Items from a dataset

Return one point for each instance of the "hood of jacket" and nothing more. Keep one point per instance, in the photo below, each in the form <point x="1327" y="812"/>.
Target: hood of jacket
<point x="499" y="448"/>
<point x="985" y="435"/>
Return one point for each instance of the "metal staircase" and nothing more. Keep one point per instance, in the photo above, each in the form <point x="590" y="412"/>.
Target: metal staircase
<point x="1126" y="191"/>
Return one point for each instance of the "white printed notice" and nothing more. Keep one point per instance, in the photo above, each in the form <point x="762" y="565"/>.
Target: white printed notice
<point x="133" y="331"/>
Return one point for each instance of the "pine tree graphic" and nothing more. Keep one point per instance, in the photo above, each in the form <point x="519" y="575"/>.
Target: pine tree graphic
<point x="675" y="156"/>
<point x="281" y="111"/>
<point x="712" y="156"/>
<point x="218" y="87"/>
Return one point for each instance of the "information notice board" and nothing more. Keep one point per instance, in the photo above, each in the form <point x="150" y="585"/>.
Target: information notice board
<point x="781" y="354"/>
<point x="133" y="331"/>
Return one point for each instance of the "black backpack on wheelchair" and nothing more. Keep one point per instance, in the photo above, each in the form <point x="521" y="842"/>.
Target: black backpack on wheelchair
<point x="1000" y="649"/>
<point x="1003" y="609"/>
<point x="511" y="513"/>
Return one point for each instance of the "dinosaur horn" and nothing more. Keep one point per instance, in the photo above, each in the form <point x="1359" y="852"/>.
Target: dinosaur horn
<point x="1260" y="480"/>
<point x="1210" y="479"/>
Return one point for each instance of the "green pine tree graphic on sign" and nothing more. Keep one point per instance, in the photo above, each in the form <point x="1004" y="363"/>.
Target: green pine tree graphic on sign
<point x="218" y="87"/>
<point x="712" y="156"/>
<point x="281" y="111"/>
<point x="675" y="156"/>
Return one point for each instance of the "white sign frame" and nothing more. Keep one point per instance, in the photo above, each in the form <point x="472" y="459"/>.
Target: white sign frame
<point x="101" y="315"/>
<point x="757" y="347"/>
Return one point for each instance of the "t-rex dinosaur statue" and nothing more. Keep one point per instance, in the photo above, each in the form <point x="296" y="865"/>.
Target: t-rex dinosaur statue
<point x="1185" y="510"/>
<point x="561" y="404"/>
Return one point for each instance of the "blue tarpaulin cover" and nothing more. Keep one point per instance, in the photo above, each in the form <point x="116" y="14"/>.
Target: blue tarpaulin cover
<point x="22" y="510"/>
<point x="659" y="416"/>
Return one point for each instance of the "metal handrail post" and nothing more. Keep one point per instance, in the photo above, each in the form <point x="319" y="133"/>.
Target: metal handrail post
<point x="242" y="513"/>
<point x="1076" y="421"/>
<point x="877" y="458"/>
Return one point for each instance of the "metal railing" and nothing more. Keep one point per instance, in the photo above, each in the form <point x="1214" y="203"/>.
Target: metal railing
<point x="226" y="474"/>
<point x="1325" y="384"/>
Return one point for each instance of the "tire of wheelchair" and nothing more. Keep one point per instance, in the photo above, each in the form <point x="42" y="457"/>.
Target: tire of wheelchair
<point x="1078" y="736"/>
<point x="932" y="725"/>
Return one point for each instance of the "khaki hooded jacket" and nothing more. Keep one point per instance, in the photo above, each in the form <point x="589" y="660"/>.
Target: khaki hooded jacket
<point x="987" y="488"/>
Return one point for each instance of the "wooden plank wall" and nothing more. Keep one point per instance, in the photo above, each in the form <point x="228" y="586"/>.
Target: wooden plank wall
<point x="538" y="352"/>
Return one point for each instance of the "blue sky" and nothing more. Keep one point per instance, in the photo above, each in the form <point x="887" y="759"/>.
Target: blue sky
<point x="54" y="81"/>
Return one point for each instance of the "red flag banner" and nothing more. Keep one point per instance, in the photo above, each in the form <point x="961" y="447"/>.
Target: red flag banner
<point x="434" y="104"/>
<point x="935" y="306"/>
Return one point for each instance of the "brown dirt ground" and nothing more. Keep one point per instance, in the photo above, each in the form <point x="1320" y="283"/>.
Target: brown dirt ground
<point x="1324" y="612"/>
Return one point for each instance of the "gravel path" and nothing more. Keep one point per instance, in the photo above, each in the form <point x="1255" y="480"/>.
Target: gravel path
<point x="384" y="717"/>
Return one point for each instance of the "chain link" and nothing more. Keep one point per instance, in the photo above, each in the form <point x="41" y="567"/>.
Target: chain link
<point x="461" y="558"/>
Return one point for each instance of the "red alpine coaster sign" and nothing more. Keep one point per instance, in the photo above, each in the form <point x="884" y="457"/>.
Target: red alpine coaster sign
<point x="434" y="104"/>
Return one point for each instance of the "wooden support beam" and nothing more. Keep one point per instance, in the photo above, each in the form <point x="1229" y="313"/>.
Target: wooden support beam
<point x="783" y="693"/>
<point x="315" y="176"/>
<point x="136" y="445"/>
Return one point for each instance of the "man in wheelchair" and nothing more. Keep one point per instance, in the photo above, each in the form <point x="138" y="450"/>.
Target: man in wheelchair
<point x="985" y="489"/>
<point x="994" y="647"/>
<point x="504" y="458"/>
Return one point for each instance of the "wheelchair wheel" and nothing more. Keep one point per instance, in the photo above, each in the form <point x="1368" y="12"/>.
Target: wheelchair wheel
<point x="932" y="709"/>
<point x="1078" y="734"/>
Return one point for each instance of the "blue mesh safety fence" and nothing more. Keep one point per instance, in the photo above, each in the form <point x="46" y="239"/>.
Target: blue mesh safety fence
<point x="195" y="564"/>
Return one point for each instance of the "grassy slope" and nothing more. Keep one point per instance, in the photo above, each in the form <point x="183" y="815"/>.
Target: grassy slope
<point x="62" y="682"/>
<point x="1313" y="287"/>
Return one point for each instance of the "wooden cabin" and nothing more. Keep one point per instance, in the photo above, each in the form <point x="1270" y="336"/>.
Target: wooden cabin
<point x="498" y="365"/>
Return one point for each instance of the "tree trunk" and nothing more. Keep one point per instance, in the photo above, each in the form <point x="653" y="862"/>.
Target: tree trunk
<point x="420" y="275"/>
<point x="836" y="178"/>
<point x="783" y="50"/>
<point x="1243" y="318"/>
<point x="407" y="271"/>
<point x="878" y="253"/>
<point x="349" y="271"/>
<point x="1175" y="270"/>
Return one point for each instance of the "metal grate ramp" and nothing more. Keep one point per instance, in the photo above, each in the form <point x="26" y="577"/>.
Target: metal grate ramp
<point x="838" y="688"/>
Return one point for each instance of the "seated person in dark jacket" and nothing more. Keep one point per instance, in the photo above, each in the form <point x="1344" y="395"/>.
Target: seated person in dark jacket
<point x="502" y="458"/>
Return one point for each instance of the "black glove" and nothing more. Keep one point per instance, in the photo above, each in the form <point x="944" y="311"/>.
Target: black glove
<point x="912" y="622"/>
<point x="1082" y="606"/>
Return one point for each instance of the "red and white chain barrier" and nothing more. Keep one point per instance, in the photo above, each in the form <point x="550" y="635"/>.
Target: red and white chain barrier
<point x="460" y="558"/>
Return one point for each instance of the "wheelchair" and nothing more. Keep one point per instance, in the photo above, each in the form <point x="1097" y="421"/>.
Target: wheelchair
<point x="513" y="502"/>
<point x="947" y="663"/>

» WHAT YOU ARE ASKED TO DO
This calls for repeating all of the records, character for character.

» RESULT FOR THIS EXERCISE
Return one point for each instance of the "hood of jacket" and nothing more. Keep one point per instance, in the photo below, each in the form <point x="1327" y="812"/>.
Target: hood of jacket
<point x="499" y="448"/>
<point x="985" y="435"/>
Return one point for each instance of the "metal staircase" and nothing more. Keep one point per instance, in the photo above, each in the form <point x="590" y="412"/>.
Target: metal staircase
<point x="1126" y="191"/>
Return one point for each instance of the "white printed notice" and nothing more. Keep one point per instance, in the photo above, each in the form <point x="762" y="565"/>.
Target: white printed notice
<point x="133" y="331"/>
Return one point for each instance of the "pine tree graphic" and nothing more. Keep one point per instance, in the photo above, each in the form <point x="519" y="575"/>.
Target: pine tree graphic
<point x="675" y="156"/>
<point x="281" y="111"/>
<point x="712" y="156"/>
<point x="218" y="87"/>
Return one point for each instance of the "information notice board" and nothing more. Keep one point per instance, in the photo above, each in the form <point x="150" y="585"/>.
Target: information notice board
<point x="781" y="354"/>
<point x="133" y="331"/>
Return one point for each instance of the "black backpack on wheelchair" and nothing more. Keep one point per instance, in the photo above, each in the form <point x="521" y="842"/>.
Target: black backpack on wheelchair
<point x="1000" y="649"/>
<point x="1003" y="609"/>
<point x="511" y="513"/>
Return one point for each instance of the "dinosaur horn" and nothing more. Keep one point per instance, in the photo above, each in the form <point x="1359" y="852"/>.
Target: dinosaur horn
<point x="1260" y="480"/>
<point x="1210" y="479"/>
Return one point for each instance of the "green pine tree graphic on sign" and nothing more. Keep one point per instance, in the photo above, each in the form <point x="1004" y="363"/>.
Target: green pine tree graphic on sign
<point x="218" y="87"/>
<point x="712" y="156"/>
<point x="281" y="111"/>
<point x="675" y="156"/>
Return one point for each instance of the "white sign frame" and nothing more. Keep one point per instance, in the photo above, each in the form <point x="472" y="459"/>.
Target: white sign frame
<point x="101" y="315"/>
<point x="757" y="347"/>
Return one point for each instance of the "t-rex dinosaur statue" and nothing more. Keep one point per instance, in the photo above, each in the form <point x="296" y="865"/>.
Target: t-rex dinosaur statue
<point x="1185" y="510"/>
<point x="561" y="404"/>
Return one point for each instance of the "blue tarpaulin cover" and nothing more. Keep one point per instance, in the photo above, each in the form <point x="116" y="14"/>.
Target: blue tarpaulin cover
<point x="22" y="510"/>
<point x="659" y="416"/>
Return one point for each instance of the "metal handrail post" and nothing more. Keep one point per instance, in the photo above, each in the form <point x="319" y="133"/>.
Target: metal handrail post
<point x="242" y="513"/>
<point x="1076" y="421"/>
<point x="877" y="458"/>
Return one point for each instance of the "metal railing" and nothing more. Keep one point per instance, in the photo above, each in the form <point x="1214" y="203"/>.
Target: metal railing
<point x="226" y="474"/>
<point x="1325" y="384"/>
Return one point for each instance of the "tire of wheelchair" and nothing more. Keep one point per instance, in the photo above, each in the form <point x="42" y="457"/>.
Target: tire of wheelchair
<point x="1078" y="736"/>
<point x="932" y="725"/>
Return one point for each instance of the "khaki hooded jacket" and nothing more. Keep one point per instance, in the photo above, each in the form <point x="589" y="660"/>.
Target: khaki hooded jacket
<point x="987" y="488"/>
Return one point for each instance of the "wooden plank wall" and nothing more. Keep one point per instance, in the photo above, each in the form <point x="228" y="586"/>.
Target: wooden plank wall
<point x="538" y="352"/>
Return one point for each instance of the "blue sky" and nothing more. Keep one point per instance, in the photo above, each in the form <point x="887" y="759"/>.
Target: blue sky
<point x="54" y="81"/>
Return one point for each instance of the "red flag banner" and nothing more. Keep one point per instance, in the photo above, each in the form <point x="961" y="447"/>.
Target: red flag banner
<point x="434" y="104"/>
<point x="935" y="306"/>
Return one point for each instance of the "brown dirt ground" and nothing more. Keep one point per instance, in the photo above, each in the form <point x="1320" y="283"/>.
Target: brown dirt ground
<point x="1324" y="612"/>
Return one point for each instance of the "gravel path" and nothing more. Keep one point per instance, in the photo above, each in the form <point x="1255" y="480"/>.
Target: gravel path
<point x="384" y="717"/>
Return one point for each instance of the "chain link" and nothing more. Keep one point per instance, in the photo above, each in the form <point x="41" y="567"/>.
Target: chain link
<point x="461" y="558"/>
Return one point for each instance of the "red alpine coaster sign" and nothing more. Keep one point per instance, in the photo above, each in the form <point x="884" y="457"/>.
Target: red alpine coaster sign
<point x="434" y="104"/>
Return one point for each instance of the "wooden support beam" and nothing more. Keep one point per instance, in the photo above, each in the form <point x="1229" y="313"/>.
Target: wooden support beam
<point x="783" y="693"/>
<point x="315" y="176"/>
<point x="136" y="445"/>
Return one point for each instance of the "man in wheelchair" and nothing more. Keep one point per instance, in the photo above, each in the form <point x="138" y="450"/>.
Target: man in wheelchair
<point x="985" y="489"/>
<point x="994" y="647"/>
<point x="504" y="458"/>
Return one point for each instance of the "wheelchair wheel" and nothing more. Keep one point per instance, in the photo above, each in the form <point x="1368" y="12"/>.
Target: wheelchair wheel
<point x="932" y="709"/>
<point x="1078" y="734"/>
Return one point for each instance of the "blue mesh safety fence" and nothing more. Keep one point per instance, in the photo above, each in the form <point x="46" y="239"/>.
Target: blue mesh safety fence
<point x="195" y="564"/>
Return one point for each instance of the "grassy slope" and nothing more. Keep one point per instance, in the photo above, each in the form <point x="183" y="815"/>.
Target: grassy slope
<point x="62" y="682"/>
<point x="1313" y="287"/>
Return one point for each instance of the "wooden cabin" and nothing more. Keep one point per instance, in the photo above, each in the form <point x="1270" y="336"/>.
Target: wooden cabin
<point x="498" y="365"/>
Return one point for each instance of the "tree trunk" and nothing more. Keep one point per instance, in the photo above, each in the form <point x="653" y="862"/>.
Target: tree trunk
<point x="420" y="275"/>
<point x="836" y="178"/>
<point x="783" y="50"/>
<point x="1243" y="318"/>
<point x="407" y="271"/>
<point x="878" y="253"/>
<point x="349" y="271"/>
<point x="1175" y="270"/>
Return one point for each instance of the "metal grate ramp" and nothing more. Keep one point per instance, in the photo above, each in the form <point x="26" y="577"/>.
Target: metal grate ramp
<point x="838" y="688"/>
Return one point for each instance of the "seated person in dark jacket" and nothing more. Keep one point per instance, in the photo above, each in the form <point x="1344" y="395"/>.
Target: seated person in dark jacket
<point x="502" y="458"/>
Return one point for each instance of the "black glove" and nothing more. Keep one point per instance, in the photo above, each in the form <point x="944" y="311"/>.
Target: black glove
<point x="912" y="622"/>
<point x="1082" y="606"/>
Return one point for each instance of the "red and white chain barrier" and nothing more. Keep one point per instance, in the photo above, each in the form <point x="550" y="635"/>.
Target: red and white chain barrier
<point x="460" y="558"/>
Return one point for each instance of the "wheelchair" and nothing more. Keep one point per instance, in the photo above, each in the form <point x="1097" y="421"/>.
Target: wheelchair
<point x="513" y="502"/>
<point x="947" y="663"/>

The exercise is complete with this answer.